Omelia per la Celebrazione della Passione, 18 aprile 2014

Autun, Cathédrale de Saint Lazare, Impiccagione di Giuda, Gislebertus, 1120

 

Celebrazione della Passione del Signore nella Basilica Vaticana, 18 aprile 2014

Omelia di p. Raniero Cantalamessa

Predicatore della Casa Pontificia, O.F.M.

Dentro la storia divino-umana della passione di Gesù ci sono tante piccole storie di uomini e di donne entrati nel raggio della sua luce o della sua ombra. La più tragica di esse è quella di Giuda Iscariota. È uno dei pochi fatti attestati, con uguale rilievo, da tutti e quattro i vangeli e dal resto del Nuovo Testamento. La primitiva comunità cristiana ha molto riflettuto sulla vicenda e noi faremmo male a non fare altrettanto. Essa ha tanto da dirci.

Giuda fu scelto fin dalla prima ora per essere uno dei dodici. Nell’inserire il suo nome nella lista degli apostoli l’evangelista Luca scrive «Giuda Iscariota che divenne (egeneto) il traditore» (6, 16). Dunque Giuda non era nato traditore e non lo era al momento di essere scelto da Gesù; lo divenne! Siamo davanti a uno dei drammi più foschi della libertà umana.

Perché lo divenne? In anni non lontani, quando era di moda la tesi del Gesù «rivoluzionario», si è cercato di dare al suo gesto delle motivazioni ideali. Qualcuno ha visto nel suo soprannome di «Iscariota» una deformazione di «sicariota», cioè appartenente al gruppo di zeloti estremisti che agivano da «sicari» contro i romani; altri hanno pensato che Giuda fosse deluso dal modo con cui Gesù portava avanti la sua idea del «regno di Dio» e che volesse forzargli la mano ad agire anche sul piano politico contro i pagani. È il Giuda del celebre musical Jesus Christ Superstar e di altri spettacoli e romanzi recenti. Un Giuda che si avvicina a un altro celebre traditore del proprio benefattore: Bruto che uccise Giulio Cesare per salvare la Repubblica!

_Domande di studio_:
**A.** Nell'omelia, quale evangelista scrive «Giuda Iscariota che divenne (egeneto) il traditore»?
**B.** Elenca tutte le persone chiamate per nome nel paragrafo dell'omelia che comincia con «Giuda fu scelto».
**C.** Prosegui l'omelia su Giuda dopo l'ultima frase riportata.

_Dati forniti_:

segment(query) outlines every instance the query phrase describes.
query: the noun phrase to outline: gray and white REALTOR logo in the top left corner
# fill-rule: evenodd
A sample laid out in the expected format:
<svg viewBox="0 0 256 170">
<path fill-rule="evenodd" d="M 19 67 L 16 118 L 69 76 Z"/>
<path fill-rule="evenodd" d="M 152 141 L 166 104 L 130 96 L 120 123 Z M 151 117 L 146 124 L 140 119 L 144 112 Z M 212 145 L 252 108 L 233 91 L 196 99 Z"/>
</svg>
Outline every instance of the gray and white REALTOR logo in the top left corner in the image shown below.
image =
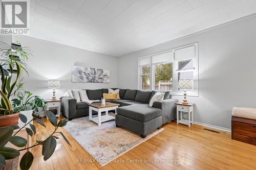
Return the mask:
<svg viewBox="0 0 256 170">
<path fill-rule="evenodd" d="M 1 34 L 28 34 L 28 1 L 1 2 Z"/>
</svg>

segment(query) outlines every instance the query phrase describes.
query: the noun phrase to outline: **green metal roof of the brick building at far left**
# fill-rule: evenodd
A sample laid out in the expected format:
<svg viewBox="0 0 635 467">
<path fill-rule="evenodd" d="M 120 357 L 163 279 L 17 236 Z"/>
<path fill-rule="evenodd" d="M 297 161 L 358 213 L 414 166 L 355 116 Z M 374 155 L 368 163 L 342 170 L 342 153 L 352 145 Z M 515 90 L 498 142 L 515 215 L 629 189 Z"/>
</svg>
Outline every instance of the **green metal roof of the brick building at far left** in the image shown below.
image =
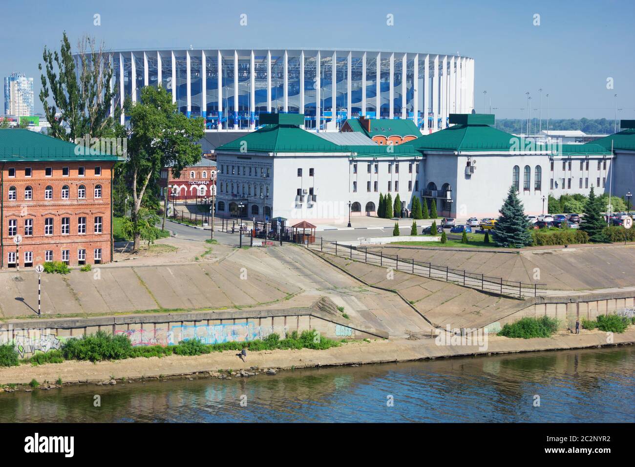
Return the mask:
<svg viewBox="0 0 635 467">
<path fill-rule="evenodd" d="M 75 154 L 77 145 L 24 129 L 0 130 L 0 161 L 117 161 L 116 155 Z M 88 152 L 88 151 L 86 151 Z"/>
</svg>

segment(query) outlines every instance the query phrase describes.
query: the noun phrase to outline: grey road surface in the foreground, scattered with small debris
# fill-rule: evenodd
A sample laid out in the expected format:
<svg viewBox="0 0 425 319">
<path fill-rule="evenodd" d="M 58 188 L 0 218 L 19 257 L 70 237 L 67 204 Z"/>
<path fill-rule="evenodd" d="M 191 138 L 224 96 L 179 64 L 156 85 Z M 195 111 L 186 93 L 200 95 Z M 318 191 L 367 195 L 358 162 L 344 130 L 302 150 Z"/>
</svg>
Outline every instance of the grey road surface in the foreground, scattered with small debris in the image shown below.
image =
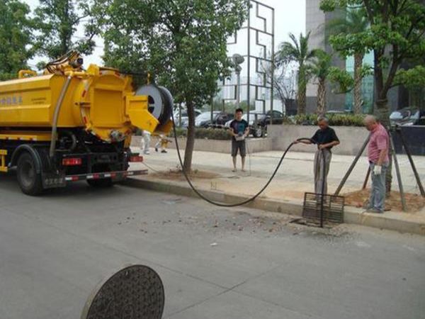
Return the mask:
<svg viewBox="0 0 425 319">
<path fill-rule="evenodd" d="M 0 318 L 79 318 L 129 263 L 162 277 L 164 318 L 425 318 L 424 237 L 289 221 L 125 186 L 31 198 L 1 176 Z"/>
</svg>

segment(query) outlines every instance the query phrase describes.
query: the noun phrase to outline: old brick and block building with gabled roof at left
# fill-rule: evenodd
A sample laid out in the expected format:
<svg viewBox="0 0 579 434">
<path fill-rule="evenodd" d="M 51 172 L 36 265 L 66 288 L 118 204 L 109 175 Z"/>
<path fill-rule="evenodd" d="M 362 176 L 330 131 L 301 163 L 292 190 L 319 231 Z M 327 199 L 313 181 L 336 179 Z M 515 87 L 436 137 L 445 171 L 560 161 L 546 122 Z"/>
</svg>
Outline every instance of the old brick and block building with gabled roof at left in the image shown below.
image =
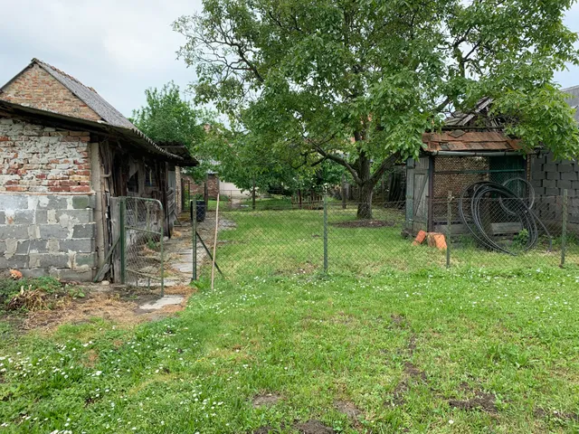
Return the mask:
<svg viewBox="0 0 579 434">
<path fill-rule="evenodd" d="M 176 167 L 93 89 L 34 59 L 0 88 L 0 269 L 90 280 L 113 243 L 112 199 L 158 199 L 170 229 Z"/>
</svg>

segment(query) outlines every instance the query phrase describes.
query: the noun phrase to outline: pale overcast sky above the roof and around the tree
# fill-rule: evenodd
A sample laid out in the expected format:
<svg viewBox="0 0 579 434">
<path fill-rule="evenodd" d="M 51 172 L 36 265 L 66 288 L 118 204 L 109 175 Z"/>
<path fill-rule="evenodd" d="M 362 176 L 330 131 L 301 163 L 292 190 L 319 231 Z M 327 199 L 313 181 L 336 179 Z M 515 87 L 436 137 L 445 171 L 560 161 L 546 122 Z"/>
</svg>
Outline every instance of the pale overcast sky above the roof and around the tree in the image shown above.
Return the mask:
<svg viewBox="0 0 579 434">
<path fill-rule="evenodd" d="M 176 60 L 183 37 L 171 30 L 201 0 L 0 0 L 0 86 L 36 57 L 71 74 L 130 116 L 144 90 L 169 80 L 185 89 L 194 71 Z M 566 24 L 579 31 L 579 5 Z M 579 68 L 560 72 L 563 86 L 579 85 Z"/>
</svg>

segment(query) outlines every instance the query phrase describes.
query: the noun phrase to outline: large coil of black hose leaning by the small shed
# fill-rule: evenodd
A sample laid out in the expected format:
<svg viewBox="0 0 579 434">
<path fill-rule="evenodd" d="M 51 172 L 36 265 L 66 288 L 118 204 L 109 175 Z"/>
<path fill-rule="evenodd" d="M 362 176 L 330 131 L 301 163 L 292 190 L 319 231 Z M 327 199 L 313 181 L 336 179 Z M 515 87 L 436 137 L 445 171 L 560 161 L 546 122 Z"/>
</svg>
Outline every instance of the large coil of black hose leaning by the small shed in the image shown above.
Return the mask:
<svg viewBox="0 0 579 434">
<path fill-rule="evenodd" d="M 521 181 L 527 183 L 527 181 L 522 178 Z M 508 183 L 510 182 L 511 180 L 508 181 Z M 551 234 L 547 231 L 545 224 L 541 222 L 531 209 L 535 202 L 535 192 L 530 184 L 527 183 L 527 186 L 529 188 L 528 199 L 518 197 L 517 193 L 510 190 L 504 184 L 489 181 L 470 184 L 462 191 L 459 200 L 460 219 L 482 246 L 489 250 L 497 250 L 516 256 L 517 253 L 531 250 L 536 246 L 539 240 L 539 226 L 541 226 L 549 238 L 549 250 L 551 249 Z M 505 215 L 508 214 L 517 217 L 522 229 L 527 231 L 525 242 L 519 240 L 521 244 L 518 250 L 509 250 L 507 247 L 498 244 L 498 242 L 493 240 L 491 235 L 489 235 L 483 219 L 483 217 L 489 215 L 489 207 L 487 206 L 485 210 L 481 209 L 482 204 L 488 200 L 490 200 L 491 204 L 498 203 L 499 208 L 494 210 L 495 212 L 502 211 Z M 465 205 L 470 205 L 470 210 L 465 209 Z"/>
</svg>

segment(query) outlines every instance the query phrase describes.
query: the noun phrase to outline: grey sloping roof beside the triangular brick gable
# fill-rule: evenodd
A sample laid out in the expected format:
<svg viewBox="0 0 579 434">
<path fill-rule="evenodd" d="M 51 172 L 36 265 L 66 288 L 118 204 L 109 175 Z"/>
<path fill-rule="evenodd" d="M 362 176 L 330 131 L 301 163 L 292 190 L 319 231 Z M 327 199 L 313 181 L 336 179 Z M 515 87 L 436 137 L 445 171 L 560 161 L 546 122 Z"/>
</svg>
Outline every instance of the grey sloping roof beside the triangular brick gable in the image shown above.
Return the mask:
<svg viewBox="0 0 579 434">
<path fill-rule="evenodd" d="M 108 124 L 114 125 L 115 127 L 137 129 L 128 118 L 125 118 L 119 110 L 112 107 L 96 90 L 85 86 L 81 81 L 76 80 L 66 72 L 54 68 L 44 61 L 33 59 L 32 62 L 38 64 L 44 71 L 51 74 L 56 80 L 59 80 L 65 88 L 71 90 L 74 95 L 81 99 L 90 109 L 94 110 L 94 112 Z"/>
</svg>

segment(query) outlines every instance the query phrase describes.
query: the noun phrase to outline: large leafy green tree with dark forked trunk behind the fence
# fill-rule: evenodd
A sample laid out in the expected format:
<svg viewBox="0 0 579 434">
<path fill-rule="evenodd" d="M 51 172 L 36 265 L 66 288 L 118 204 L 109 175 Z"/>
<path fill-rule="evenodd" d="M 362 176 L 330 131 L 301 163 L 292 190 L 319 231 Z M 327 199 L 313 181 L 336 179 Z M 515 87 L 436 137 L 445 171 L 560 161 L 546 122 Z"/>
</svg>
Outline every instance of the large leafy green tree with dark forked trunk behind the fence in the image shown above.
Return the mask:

_Elenco risposte_:
**A.** L'evangelista Luca.

**B.** Giuda Iscariota, Luca, Gesù.

**C.**
Sono ricostruzioni da rispettare quando rivestono qualche dignità letteraria o artistica, ma non hanno alcun fondamento storico. I vangeli — le uniche fonti attendibili che abbiamo sul personaggio — parlano di un motivo molto più terra terra: il denaro. A Giuda era stata affidata la borsa comune del gruppo; in occasione dell’unzione di Betania aveva protestato contro lo spreco del profumo prezioso versato da Maria sui piedi di Gesù, non perché gli importasse dei poveri, fa notare Giovanni, ma perché «era un ladro e, siccome teneva la cassa, prendeva quello che vi mettevano dentro» (12, 6). La sua proposta ai capi dei sacerdoti è esplicita: «Quanto siete disposti a darmi, se io ve lo consegno? Ed essi gli fissarono trenta sicli d’argento» (Matteo, 26, 15).

Ma perché meravigliarsi di questa spiegazione e trovarla troppo banale? Non è stato forse quasi sempre così nella storia e non è ancora oggi così? Mammona, il denaro, non è uno dei tanti idoli; è l’idolo per antonomasia; letteralmente, «l’idolo di metallo fuso» (cfr. Esodo, 34, 17). E si capisce il perché. Chi è, oggettivamente, se non soggettivamente (cioè nei fatti, non nelle intenzioni), il vero nemico, il concorrente di Dio, in questo mondo? Satana? Ma nessun uomo decide di servire, senza motivo, Satana. Se lo fa, è perché crede di ottenere da lui qualche potere o qualche beneficio temporale. Chi è, nei fatti, l’altro padrone, l’anti-Dio, ce lo dice chiaramente Gesù: «Nessuno può servire a due padroni: non potete servire a Dio e a Mammona» (Matteo, 6, 24). Il denaro è il «dio visibile» (W. Shakespeare, Timone d’Atene, atto iv, sc. 3.), a differenza del Dio vero che è invisibile.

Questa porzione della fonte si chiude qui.